Reading text >>
This is a tutorial for (1) automatically functionally annotating the variants of whole-genome/whole-exome sequencing (WGS/WES) studies and integrating the functional annotations with the genotype data using FAVORannotator and (2) performing single-/multi-trait association analysis of WGS/WES studies, summarizing and visualization results using STAARpipeline and STAARpipelineSummary. The software prerequisites, dependencies and installation can be found in STAARpipeline and STAARpipelineSummary packages.
FAVORannotator, STAARpipeline and STAARpipelineSummary are implemented as a collection of apps for cloud-based platforms. Please see the following apps
favorannotator (BDC-Seven Bridges, RAP-DNAnexus)
staarpipeline (BDC-Seven Bridges, RAP-DNAnexus)
staarpipelinesummary_varset (BDC-Seven Bridges, RAP-DNAnexus)
staarpipelinesummary_indvar (BDC-Seven Bridges, RAP-DNAnexus)
that run on the NIH/NHLBI BioData Catalyst (BDC) ecosystem and the UK Biobank Research Analysis Platform (RAP) for more details (user manual and tutorial).
R/Bioconductor package SeqArray provides functions to convert the genotype data (in VCF/BCF/PLINK BED/SNPRelate format) to SeqArray GDS format. For more details on usage, please see the R/Bioconductor package SeqArray [manual]. A wrapper for the seqVCF2GDS
/seqBCF2GDS
function in the SeqArray package can be found here (Credit: Michael R. Brown and Jennifer A. Brody).
R package gds2bgen provides functions to convert the genotype data (in BGEN format) to SeqArray GDS format. For more details on usage, please see the R package gds2bgen. An example for the seqBGEN2GDS
function in the gds2bgen package can be found here (Credit: Xiuwen Zheng).

Exercise objective >>
Copy the portion of the STAARpipeline tutorial between "This is a tutorial" and "staarpipeline (BDC-Seven Bridges, RAP-DNAnexus)", inclusive.

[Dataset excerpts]

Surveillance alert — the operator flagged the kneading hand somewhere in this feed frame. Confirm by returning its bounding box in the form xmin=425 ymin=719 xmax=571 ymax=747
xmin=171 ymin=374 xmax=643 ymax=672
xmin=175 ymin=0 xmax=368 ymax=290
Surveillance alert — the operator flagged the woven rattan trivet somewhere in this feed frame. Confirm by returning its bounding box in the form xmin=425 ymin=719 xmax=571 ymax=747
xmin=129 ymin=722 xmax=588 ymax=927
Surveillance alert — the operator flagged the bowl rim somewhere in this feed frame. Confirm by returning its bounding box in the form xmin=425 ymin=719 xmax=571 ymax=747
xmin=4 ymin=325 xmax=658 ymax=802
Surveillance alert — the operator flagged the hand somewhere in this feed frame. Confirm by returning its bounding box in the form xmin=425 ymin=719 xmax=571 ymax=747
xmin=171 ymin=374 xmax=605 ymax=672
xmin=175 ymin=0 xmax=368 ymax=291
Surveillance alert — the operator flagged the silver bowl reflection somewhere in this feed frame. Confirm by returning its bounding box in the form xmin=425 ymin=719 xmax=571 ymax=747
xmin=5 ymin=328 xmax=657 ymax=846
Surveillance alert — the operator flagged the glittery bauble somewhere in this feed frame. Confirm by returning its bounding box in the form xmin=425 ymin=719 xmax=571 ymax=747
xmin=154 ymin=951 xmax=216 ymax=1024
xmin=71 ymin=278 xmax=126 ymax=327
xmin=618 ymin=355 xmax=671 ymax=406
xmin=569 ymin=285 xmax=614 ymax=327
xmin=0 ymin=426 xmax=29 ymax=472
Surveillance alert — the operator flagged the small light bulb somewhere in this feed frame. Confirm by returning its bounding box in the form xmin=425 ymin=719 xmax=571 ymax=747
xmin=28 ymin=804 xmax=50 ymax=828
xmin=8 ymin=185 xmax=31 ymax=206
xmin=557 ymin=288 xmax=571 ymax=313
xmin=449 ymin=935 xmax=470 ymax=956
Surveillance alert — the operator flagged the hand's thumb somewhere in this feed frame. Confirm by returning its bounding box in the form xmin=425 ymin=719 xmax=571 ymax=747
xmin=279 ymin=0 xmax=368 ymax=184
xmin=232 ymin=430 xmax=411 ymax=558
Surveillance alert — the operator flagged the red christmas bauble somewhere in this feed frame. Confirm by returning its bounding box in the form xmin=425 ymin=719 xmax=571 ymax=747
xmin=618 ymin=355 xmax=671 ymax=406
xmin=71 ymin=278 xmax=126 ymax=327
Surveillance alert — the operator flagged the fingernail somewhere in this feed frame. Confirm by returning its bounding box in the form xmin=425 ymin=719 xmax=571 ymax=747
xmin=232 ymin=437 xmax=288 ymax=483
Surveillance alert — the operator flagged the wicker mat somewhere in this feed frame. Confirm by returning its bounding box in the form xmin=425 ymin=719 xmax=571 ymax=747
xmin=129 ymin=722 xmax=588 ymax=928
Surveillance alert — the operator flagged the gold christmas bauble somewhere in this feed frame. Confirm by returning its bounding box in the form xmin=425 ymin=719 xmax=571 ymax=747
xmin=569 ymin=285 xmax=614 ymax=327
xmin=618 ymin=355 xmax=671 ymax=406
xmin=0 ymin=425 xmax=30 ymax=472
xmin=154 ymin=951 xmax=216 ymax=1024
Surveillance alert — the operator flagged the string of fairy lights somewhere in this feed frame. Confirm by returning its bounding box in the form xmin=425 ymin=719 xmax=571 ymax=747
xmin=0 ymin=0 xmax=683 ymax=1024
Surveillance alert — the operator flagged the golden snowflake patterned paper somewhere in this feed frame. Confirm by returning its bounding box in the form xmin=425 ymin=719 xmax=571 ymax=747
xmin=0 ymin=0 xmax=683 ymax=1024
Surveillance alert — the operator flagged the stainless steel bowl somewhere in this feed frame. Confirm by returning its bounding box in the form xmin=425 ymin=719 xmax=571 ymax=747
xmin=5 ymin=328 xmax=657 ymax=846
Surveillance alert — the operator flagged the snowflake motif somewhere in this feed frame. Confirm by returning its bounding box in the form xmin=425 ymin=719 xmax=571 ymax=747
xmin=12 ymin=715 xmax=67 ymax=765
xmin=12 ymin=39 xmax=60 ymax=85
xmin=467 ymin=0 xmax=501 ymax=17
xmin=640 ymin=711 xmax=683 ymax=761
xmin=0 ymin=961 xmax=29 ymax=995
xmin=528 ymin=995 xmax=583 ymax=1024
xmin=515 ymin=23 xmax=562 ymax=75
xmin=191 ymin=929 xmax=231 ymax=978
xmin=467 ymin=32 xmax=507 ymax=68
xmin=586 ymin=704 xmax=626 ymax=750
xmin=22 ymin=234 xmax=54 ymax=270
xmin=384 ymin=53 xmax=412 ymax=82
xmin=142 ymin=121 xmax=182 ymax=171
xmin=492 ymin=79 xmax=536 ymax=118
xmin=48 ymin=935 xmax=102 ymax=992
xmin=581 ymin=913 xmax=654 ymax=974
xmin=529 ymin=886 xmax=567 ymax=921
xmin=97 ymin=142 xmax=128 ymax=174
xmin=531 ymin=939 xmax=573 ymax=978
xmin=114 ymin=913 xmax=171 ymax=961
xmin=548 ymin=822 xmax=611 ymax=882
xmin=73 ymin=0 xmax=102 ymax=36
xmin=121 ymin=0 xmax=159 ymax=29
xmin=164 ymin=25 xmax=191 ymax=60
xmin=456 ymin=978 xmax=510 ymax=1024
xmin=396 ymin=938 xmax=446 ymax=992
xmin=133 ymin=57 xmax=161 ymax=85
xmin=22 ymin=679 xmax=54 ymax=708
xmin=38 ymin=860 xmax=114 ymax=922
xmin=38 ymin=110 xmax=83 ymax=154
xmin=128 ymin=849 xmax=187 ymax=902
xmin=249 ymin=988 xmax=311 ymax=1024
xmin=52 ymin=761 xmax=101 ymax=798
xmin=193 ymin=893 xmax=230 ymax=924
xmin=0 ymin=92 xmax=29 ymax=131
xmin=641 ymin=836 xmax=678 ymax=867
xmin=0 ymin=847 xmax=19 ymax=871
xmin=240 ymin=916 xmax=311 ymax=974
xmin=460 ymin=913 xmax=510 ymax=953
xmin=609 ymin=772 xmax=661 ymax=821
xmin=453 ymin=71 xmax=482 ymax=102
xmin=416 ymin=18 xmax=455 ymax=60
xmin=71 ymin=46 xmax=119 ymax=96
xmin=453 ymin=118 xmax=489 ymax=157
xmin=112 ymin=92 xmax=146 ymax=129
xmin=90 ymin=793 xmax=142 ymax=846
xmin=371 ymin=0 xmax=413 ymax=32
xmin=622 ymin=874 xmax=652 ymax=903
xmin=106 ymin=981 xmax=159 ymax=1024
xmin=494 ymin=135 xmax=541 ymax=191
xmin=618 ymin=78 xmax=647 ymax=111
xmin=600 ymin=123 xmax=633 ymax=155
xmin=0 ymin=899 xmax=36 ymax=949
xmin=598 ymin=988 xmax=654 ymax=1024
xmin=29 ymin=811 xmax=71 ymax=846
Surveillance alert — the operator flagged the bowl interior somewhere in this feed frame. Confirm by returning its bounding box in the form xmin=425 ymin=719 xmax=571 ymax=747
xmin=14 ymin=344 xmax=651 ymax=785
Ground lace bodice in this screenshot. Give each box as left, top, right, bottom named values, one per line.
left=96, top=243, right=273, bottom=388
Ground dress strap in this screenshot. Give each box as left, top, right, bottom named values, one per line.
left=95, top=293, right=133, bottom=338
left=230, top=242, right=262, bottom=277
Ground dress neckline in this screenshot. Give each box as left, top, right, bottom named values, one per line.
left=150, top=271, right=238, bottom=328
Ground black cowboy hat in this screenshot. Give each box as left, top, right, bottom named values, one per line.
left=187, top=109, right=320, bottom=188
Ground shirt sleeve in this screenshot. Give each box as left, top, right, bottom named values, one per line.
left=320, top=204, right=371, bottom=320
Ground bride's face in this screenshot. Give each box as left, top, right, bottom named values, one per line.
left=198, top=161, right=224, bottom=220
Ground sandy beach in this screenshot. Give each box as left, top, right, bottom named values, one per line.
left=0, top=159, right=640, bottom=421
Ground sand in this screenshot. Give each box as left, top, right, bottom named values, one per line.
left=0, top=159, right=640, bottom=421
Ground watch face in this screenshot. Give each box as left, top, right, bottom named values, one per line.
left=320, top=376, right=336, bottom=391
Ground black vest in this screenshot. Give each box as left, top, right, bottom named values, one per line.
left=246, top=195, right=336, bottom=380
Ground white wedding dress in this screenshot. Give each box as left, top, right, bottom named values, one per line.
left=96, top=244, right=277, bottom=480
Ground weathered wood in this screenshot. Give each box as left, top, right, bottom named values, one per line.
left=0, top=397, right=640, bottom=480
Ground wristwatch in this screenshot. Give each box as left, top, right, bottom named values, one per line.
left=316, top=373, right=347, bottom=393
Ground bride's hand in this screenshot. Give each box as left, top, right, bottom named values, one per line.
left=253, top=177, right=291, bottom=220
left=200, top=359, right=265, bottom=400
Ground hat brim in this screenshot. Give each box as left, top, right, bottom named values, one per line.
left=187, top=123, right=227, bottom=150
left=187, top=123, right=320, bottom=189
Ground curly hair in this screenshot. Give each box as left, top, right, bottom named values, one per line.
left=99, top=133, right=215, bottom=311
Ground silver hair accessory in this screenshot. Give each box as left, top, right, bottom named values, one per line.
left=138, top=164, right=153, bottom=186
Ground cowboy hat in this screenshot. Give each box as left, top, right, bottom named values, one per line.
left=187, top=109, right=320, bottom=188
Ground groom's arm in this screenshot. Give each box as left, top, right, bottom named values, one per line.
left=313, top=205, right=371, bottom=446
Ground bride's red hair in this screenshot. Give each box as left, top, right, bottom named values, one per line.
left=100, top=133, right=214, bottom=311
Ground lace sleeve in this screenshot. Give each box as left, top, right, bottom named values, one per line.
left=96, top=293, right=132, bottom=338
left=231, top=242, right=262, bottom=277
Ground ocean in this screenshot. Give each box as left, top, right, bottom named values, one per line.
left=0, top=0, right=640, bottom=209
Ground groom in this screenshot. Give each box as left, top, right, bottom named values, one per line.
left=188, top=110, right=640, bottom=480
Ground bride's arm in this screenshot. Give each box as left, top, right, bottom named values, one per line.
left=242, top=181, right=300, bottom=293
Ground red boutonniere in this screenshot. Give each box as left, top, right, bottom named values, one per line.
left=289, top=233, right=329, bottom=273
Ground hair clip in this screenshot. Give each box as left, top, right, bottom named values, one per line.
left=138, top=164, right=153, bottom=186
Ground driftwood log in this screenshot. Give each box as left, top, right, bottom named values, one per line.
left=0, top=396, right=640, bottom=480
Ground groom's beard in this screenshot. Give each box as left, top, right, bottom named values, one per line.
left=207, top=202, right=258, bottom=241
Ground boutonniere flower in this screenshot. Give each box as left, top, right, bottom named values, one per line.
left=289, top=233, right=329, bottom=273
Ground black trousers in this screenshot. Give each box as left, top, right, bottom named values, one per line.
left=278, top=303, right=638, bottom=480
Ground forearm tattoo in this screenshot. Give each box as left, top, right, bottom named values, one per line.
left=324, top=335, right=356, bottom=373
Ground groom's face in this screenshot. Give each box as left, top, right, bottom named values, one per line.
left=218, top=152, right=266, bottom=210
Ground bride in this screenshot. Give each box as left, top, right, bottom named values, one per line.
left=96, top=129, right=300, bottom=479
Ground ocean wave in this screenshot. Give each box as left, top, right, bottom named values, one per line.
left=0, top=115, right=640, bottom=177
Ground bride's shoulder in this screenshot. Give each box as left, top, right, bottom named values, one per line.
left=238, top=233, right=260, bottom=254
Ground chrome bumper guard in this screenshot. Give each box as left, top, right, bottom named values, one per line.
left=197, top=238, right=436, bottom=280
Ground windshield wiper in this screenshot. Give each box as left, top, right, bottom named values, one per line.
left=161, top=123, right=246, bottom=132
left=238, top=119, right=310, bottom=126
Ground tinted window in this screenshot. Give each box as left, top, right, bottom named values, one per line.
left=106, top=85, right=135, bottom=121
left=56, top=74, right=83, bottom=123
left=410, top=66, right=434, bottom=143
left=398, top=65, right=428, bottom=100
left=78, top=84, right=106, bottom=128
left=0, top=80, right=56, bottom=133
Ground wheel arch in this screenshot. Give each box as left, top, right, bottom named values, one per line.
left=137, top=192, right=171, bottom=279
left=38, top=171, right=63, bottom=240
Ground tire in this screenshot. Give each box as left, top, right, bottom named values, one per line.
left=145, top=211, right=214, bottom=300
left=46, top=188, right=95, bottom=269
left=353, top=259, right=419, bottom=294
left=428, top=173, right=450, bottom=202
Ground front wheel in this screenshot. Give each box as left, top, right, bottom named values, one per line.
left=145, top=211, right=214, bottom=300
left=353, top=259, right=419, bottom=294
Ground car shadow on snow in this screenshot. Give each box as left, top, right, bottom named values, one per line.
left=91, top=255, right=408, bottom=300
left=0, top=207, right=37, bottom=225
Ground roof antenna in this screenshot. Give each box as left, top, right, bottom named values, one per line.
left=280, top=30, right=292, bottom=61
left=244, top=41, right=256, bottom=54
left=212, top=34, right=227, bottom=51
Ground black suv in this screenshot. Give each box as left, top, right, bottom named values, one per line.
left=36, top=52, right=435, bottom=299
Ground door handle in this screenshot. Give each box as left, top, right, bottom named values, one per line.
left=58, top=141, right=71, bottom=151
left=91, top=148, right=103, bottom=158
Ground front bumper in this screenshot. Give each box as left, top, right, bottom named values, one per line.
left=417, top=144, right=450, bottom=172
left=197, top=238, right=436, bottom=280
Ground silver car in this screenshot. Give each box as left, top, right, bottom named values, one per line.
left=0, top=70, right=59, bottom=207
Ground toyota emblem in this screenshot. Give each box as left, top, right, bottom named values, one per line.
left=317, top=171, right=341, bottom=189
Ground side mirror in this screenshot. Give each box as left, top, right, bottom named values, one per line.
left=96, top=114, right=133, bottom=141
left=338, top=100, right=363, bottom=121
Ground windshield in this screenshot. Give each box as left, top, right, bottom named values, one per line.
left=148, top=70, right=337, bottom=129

Exercise output >>
This is a tutorial for (1) automatically functionally annotating the variants of whole-genome/whole-exome sequencing (WGS/WES) studies and integrating the functional annotations with the genotype data using FAVORannotator and (2) performing single-/multi-trait association analysis of WGS/WES studies, summarizing and visualization results using STAARpipeline and STAARpipelineSummary. The software prerequisites, dependencies and installation can be found in STAARpipeline and STAARpipelineSummary packages.
FAVORannotator, STAARpipeline and STAARpipelineSummary are implemented as a collection of apps for cloud-based platforms. Please see the following apps
favorannotator (BDC-Seven Bridges, RAP-DNAnexus)
staarpipeline (BDC-Seven Bridges, RAP-DNAnexus)